▶ _Problem requirements_: Report every line of the material that contains the string "target". Matches are case-sensitive.

-- BEGIN Provided entries --

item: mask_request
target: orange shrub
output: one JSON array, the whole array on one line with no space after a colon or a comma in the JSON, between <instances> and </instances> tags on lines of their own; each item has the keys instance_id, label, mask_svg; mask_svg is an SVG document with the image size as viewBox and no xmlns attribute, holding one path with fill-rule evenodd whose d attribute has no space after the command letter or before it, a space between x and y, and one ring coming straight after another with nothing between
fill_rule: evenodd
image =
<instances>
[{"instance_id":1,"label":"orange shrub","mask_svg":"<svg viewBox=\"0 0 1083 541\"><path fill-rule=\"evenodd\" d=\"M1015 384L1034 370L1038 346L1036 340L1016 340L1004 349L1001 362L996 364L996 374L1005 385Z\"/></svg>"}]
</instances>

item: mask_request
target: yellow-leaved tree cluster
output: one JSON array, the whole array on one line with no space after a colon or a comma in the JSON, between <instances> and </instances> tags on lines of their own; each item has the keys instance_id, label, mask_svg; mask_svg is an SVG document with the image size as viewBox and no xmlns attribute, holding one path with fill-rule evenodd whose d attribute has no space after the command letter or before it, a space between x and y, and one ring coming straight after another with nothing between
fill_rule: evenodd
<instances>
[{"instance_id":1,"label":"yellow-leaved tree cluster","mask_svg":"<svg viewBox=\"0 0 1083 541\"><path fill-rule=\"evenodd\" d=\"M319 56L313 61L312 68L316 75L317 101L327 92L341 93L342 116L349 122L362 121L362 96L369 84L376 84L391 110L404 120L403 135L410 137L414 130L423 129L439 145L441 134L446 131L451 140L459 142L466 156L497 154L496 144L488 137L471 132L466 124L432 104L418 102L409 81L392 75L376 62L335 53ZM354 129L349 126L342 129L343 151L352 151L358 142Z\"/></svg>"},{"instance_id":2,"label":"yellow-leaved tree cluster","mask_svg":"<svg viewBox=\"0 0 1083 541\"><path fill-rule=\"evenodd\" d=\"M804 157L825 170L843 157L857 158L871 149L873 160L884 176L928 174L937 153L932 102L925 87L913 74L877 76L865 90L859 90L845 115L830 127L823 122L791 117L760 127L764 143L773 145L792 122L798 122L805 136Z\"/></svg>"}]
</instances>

-- END Provided entries --

▶ _Exercise result_:
target: orange shrub
target: yellow-leaved tree cluster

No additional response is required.